▶ SET PROBLEM 1:
Please report each line of the records that contains the word "white", copying every such line in full.

▶ PAGE:
With its red curtains, sidewalk patio and B-movie bordello look, Senor Fred sets the scene for a margarita with friends -- lots of friends. Word isn’t out yet, though, and on a weeknight, the week-old place was sparsely populated.
Unfortunately, the margaritas weren’t destination margaritas -- worth driving out of your way to find. They were good and strong, but the Cadillac Margarita, made with Patron anejo, tasted as if it had been doused with an artificial-tasting sour mix, despite the menu’s listing of fresh lime as an ingredient. Fortunately, our waiter was kind enough to bring us a plate of lime wedges. A few squirts and those margaritas began to improve noticeably.
Once sequestered in a high-backed brocade booth, with a lamp in a black-fringed shade the size of a trashcan beaming down from overhead, we contemplated the dauntingly large menu as we sipped our doctored margaritas.
The best appetizer we tried was a quesadilla filled with molten asadero cheese and huitlacoche (corn fungus). The guacamole was fresh and light, just what you’d expect, but the chips weren’t freshly made.
Puffy calamares fritos were a little greasy but acceptable once you dipped them in a chipotle-spiked mayonnaise. Miniature chicken tamales in pumpkin-seed sauce and pork ones in chile verde were other good choices.

▶ SET PROBLEM 2:
Write the next part of the review of Senor Fred above, beginning right after its final sentence.

▶ PROVIDED ENTRIES:
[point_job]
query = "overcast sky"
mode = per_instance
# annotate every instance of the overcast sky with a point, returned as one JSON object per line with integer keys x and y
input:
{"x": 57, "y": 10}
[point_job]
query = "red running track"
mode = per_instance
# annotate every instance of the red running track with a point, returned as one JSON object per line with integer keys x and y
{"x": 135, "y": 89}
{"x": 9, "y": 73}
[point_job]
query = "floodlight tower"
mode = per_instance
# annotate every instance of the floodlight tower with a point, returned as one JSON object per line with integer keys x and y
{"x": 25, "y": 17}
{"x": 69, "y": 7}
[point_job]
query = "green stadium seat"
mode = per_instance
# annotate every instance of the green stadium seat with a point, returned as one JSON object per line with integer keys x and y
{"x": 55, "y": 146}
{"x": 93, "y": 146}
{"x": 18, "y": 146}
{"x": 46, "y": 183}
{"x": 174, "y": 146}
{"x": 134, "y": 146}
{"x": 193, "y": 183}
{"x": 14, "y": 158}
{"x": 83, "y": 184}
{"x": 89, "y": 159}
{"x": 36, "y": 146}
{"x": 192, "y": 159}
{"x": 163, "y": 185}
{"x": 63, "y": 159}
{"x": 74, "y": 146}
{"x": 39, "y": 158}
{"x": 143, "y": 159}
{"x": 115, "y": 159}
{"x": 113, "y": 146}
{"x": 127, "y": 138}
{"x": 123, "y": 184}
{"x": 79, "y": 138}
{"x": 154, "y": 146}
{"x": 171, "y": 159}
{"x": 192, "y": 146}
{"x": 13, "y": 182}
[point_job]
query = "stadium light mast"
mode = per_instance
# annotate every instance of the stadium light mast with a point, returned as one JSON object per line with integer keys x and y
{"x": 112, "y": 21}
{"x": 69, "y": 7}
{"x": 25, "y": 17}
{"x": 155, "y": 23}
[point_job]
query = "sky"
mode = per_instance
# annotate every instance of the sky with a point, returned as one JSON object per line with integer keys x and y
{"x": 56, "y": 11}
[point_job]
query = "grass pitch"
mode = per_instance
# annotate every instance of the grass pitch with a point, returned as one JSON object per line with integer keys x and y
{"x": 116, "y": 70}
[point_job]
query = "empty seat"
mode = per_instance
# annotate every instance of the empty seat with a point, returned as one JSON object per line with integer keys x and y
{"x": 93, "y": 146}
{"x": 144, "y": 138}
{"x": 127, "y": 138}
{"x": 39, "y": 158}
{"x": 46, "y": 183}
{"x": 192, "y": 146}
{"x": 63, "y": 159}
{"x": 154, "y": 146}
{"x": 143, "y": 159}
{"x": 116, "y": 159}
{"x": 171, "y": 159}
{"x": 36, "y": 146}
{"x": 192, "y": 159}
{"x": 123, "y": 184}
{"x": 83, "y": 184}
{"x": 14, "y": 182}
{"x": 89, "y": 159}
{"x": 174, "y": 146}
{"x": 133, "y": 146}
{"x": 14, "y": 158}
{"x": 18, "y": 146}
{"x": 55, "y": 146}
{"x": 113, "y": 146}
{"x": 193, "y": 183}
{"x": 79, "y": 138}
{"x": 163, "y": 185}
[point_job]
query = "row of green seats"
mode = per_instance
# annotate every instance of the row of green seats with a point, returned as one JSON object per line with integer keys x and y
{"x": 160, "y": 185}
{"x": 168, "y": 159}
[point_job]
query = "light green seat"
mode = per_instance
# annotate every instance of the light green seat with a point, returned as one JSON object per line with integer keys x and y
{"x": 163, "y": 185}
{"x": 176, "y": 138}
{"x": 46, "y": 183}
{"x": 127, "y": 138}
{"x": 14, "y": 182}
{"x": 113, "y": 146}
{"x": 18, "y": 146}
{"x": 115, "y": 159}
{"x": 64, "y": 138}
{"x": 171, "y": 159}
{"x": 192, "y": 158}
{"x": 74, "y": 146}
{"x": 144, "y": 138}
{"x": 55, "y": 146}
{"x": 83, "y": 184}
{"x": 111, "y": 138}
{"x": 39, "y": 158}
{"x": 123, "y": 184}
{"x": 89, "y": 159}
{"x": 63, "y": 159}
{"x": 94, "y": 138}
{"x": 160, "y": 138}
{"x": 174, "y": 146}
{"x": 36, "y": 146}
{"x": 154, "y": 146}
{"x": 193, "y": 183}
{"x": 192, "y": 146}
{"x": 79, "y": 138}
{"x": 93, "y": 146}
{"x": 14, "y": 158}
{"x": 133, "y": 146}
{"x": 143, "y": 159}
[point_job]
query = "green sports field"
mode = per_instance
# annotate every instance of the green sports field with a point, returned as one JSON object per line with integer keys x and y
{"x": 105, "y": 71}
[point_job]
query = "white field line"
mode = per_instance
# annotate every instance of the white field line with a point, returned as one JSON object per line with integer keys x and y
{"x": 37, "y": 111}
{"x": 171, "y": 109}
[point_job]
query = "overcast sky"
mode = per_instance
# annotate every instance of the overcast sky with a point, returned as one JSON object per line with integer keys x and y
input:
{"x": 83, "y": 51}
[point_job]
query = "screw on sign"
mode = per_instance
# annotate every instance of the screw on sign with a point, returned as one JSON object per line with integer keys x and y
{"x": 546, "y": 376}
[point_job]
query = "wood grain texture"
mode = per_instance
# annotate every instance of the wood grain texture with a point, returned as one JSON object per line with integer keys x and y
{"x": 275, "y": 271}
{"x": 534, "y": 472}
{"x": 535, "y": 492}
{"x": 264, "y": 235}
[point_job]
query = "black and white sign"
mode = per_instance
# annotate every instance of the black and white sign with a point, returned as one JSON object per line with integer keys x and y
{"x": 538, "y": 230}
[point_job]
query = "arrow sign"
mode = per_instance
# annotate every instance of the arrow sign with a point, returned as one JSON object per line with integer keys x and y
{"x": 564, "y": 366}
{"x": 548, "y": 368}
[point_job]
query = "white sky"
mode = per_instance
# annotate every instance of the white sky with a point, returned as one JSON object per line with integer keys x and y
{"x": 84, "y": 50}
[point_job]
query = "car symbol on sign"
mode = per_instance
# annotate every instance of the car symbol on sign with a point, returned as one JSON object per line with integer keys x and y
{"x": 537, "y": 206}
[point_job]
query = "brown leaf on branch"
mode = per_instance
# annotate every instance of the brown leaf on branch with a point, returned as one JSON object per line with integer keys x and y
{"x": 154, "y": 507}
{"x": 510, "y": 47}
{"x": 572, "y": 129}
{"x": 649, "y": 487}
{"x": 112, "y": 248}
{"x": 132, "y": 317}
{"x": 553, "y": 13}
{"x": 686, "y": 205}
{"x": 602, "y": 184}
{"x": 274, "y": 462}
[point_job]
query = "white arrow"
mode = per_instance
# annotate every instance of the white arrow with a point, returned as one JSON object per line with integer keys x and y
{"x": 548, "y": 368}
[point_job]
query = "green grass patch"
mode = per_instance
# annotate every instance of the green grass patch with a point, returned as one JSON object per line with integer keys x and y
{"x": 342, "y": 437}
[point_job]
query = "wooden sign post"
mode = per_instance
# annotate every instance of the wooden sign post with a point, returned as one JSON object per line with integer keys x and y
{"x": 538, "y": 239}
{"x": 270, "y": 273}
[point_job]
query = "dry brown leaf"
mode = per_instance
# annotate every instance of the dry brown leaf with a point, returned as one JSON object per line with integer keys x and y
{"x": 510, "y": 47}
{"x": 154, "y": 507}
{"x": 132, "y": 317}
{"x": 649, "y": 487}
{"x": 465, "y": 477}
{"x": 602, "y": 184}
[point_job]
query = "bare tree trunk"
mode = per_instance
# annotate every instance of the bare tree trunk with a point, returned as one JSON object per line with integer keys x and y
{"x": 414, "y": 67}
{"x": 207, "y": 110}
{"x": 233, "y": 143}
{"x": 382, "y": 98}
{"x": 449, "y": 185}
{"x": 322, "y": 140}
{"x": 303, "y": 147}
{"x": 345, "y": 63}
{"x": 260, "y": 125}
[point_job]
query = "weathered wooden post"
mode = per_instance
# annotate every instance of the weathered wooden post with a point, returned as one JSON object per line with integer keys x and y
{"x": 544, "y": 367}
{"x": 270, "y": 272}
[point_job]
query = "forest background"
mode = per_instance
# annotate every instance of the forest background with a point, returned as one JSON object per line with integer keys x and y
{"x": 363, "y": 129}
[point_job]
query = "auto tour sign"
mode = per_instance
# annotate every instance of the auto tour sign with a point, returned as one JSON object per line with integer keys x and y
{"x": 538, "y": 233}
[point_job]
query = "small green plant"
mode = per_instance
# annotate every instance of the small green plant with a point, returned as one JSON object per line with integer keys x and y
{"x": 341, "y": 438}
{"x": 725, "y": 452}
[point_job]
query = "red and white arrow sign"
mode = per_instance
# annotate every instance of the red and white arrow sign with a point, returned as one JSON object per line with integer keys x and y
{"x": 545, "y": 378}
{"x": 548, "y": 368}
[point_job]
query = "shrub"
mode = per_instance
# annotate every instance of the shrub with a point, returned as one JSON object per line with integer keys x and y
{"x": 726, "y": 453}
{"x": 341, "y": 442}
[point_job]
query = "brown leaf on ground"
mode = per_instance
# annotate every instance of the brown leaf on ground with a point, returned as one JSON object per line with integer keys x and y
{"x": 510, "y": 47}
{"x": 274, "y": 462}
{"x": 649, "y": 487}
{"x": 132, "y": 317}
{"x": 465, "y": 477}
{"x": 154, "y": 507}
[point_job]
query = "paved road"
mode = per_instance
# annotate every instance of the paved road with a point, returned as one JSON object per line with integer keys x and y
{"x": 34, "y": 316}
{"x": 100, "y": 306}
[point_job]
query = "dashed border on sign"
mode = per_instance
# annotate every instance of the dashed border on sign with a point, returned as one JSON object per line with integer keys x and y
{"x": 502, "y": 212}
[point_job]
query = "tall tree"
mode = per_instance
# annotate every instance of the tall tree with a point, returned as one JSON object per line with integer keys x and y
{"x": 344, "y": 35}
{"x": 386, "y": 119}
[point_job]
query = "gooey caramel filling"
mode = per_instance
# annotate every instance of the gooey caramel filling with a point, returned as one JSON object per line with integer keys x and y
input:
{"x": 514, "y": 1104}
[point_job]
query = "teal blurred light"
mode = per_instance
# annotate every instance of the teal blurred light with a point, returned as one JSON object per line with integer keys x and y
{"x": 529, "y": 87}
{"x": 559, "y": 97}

▶ EXERCISE ANSWER 1:
query = "white field line"
# annotate every instance of the white field line with a point, returned as one JSON object per line with integer keys x and y
query = "black and white sign"
# annotate every instance of the black and white sign with a point, returned as one JSON object per line with integer keys x and y
query = "white sky"
# annotate every instance of the white sky with a point, returned as one JSON object per line with integer keys x and y
query = "white arrow"
# annotate every instance of the white arrow with a point, returned as one JSON object per line with integer keys x and y
query = "red and white arrow sign"
# annotate every instance of the red and white arrow sign with a point, returned as one JSON object per line with integer keys x and y

▶ EXERCISE ANSWER 2:
The mesquite-smoked baby back ribs need a good dark beer to play against their almost jam-like sweet chipotle-tamarind sauce.
While enchiladas de papas suizas, a vegetarian version of the familiar chicken enchilada made with potatoes, were perfectly acceptable, a sea bass overloaded with ingredients suggested that the kitchen should go easy on the creativity. At least at the beginning.
If the idea is to present authentic regional Mexican cuisine, this first menu seems limited to all-too-familiar dishes (except for that sea bass). Yes, there’s a Oaxacan mole, and cochinita pibil: pork slowly roasted with chiles in a banana leaf.
But that’s about as bold as it gets. I think Guerrero and his Guadalajara-born chef, Raphael Solorzano, are underestimating Angelenos’ interest in Mexican cuisine.
Guerrero has good instincts, though, and I’m confident he’ll continue to hone Senor Fred’s menu once he gets some breathing room. Next week, Senor Fred opens for lunch -- every day. That’s when an appetizer and a salad, either the traditional Cesar or a spicy grilled chicken one, sound like crowd pleasers. Especially if the summery weather holds.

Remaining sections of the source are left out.